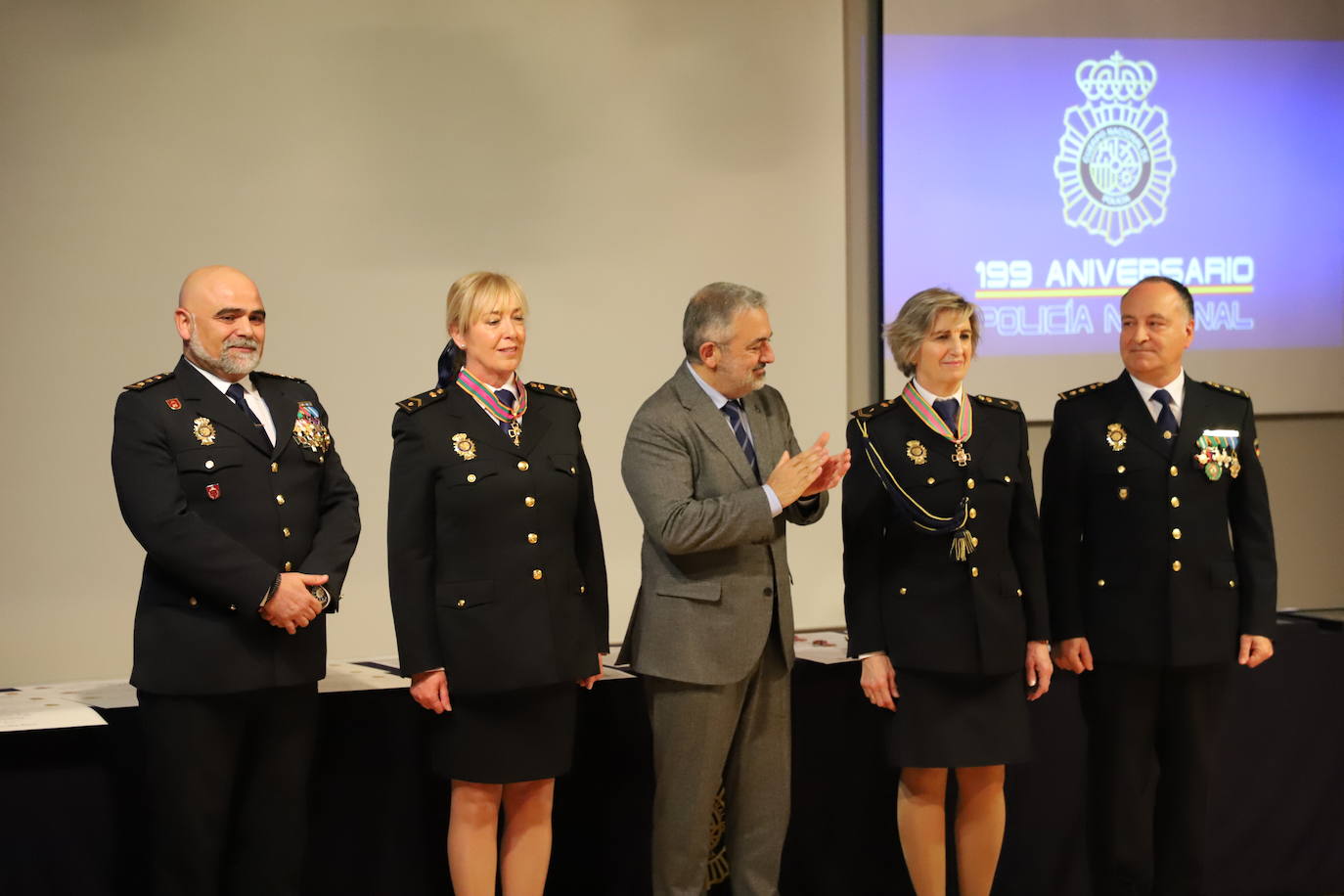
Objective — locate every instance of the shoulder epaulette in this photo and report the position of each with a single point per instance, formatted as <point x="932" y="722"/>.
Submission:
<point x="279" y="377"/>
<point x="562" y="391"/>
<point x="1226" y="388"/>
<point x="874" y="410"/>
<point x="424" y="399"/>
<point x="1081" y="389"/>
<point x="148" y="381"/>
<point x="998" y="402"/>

########

WHAT YOU SHOULD DO:
Without any pictures, print the whole listing again exactly as it stands.

REPLY:
Objective — locate every instance of the shoulder epaulette in this photo and report the position of each with a single point per instance, formatted as <point x="932" y="722"/>.
Submission:
<point x="279" y="377"/>
<point x="562" y="391"/>
<point x="1226" y="388"/>
<point x="874" y="410"/>
<point x="424" y="399"/>
<point x="1081" y="389"/>
<point x="148" y="381"/>
<point x="998" y="402"/>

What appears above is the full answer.